┌─ DATA FOR REVIEW

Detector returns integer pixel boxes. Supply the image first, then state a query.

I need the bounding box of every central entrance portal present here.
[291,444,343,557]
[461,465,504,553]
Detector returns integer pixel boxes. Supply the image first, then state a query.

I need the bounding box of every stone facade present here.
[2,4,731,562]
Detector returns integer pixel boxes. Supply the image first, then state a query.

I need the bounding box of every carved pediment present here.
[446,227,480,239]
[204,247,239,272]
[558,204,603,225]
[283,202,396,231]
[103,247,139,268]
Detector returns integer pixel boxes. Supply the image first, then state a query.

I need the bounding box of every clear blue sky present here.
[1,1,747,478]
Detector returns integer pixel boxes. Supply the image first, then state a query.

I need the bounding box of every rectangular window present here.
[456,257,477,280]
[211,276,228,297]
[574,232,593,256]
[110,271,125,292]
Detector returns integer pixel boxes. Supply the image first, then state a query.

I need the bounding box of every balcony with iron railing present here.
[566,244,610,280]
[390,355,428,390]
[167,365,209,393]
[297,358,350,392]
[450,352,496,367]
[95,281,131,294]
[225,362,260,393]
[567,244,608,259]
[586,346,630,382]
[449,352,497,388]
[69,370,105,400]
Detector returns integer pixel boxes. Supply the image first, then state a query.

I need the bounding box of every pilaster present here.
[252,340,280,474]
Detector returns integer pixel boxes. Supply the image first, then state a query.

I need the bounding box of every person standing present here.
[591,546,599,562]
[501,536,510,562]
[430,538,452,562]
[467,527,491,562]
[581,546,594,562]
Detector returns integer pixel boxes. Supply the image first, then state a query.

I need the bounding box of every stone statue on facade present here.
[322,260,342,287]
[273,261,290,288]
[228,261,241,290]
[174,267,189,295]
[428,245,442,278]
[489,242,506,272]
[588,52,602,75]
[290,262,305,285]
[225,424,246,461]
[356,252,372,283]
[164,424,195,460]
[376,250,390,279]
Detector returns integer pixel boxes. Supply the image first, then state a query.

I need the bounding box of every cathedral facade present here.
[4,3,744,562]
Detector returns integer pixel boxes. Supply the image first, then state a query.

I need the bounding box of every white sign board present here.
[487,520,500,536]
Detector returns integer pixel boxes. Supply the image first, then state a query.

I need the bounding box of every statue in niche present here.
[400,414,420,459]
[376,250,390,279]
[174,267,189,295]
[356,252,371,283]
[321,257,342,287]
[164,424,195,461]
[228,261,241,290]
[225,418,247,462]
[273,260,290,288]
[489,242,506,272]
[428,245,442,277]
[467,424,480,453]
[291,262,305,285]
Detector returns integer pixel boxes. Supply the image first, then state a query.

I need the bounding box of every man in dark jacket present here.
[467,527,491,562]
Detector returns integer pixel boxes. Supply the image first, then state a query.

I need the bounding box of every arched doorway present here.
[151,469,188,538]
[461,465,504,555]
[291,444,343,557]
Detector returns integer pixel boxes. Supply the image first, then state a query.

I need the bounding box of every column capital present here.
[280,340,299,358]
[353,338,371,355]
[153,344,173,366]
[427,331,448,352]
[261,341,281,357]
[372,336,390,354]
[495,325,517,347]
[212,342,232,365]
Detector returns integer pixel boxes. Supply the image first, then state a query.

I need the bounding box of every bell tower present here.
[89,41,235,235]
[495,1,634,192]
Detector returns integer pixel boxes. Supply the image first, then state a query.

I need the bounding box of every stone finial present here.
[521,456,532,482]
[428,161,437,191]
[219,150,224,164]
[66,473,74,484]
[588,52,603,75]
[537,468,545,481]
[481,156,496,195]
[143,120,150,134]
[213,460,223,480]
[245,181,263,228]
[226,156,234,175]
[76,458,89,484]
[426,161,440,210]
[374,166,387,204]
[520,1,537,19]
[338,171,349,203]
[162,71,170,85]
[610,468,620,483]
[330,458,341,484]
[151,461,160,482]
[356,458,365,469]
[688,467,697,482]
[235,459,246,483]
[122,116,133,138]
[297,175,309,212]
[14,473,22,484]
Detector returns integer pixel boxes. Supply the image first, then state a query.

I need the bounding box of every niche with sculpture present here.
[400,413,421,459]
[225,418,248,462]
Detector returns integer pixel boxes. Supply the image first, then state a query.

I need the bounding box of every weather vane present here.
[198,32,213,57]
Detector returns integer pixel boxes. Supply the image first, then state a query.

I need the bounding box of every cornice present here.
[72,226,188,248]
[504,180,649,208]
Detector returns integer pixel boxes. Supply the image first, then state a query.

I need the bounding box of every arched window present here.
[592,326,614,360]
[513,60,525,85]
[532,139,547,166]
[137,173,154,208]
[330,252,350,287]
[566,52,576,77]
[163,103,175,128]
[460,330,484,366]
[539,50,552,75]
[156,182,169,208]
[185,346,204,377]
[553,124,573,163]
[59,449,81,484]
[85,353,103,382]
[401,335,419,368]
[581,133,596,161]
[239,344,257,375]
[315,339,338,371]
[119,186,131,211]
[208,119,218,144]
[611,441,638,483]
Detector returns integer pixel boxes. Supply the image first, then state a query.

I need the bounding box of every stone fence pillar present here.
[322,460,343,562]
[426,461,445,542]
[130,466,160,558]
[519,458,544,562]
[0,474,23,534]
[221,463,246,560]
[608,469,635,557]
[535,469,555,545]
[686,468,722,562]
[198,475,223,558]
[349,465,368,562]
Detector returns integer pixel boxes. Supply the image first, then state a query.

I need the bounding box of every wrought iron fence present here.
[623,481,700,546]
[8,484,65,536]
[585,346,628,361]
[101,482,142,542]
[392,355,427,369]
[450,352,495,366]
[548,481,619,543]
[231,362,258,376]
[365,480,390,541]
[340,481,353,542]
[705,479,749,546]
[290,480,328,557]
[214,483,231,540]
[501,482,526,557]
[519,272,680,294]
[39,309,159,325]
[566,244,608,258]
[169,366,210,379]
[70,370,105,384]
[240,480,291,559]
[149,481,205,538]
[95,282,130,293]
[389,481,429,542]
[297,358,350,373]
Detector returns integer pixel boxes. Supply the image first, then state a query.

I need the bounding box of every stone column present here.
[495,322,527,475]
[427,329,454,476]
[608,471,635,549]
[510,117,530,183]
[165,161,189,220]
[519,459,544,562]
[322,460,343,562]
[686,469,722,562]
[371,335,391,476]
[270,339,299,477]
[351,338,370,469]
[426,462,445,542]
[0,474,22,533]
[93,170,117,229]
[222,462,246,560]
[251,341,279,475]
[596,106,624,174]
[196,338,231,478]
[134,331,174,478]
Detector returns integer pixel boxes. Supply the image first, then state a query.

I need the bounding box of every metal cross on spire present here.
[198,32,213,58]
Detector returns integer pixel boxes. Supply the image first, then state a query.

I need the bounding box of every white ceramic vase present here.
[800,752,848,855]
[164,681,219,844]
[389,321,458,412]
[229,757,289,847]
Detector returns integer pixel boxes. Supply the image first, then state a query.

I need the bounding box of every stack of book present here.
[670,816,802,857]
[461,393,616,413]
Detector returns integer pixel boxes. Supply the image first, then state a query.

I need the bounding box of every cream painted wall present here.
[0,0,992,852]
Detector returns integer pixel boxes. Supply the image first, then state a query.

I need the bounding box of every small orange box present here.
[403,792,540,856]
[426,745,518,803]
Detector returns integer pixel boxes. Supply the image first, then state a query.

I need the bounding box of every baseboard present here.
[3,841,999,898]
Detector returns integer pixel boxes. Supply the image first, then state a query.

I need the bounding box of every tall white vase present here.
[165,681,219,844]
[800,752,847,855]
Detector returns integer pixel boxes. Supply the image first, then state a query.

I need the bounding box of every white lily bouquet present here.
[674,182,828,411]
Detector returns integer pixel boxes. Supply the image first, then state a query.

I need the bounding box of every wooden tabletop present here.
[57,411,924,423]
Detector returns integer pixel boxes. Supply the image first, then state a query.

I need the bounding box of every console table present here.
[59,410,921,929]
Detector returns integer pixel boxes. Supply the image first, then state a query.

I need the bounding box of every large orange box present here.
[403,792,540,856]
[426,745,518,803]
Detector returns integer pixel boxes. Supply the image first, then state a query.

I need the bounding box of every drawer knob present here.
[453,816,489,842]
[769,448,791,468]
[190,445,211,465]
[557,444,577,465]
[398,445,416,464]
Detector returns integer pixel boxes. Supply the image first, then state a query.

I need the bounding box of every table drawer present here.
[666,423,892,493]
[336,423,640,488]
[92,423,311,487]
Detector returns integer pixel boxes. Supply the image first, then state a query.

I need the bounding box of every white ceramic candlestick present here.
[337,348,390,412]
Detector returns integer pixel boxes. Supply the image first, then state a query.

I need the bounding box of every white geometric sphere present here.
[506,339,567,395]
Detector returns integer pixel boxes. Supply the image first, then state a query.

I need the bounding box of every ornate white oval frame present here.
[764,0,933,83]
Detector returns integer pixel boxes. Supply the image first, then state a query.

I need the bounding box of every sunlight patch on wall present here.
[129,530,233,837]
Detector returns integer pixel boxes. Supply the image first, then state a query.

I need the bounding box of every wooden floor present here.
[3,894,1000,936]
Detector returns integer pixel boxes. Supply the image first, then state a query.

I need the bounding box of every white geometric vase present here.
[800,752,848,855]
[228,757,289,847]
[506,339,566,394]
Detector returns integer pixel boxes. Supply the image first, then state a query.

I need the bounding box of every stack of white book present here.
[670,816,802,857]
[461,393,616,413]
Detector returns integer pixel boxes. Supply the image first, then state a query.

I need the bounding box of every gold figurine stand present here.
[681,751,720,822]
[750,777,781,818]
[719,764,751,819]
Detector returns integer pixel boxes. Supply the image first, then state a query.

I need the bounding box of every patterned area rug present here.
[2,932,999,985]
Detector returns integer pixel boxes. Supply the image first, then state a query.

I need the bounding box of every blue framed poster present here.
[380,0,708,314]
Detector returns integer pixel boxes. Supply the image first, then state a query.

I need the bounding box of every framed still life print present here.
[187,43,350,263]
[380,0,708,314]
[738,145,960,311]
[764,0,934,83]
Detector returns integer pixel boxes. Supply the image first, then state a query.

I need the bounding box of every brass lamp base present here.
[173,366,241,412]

└─

## WORK INSTRUCTION
Beginning with the line that holds "I need the bounding box of every framed" and ending with the last line of the material, retype each line exactly and output nothing else.

## TASK RESULT
I need the bounding box of every framed still life print present here.
[187,43,350,263]
[380,0,708,314]
[738,145,960,311]
[764,0,934,83]
Detector returns integer pixel boxes. Supply the image first, then state a query.

I need the bounding box of every brass lamp base present here.
[173,366,241,412]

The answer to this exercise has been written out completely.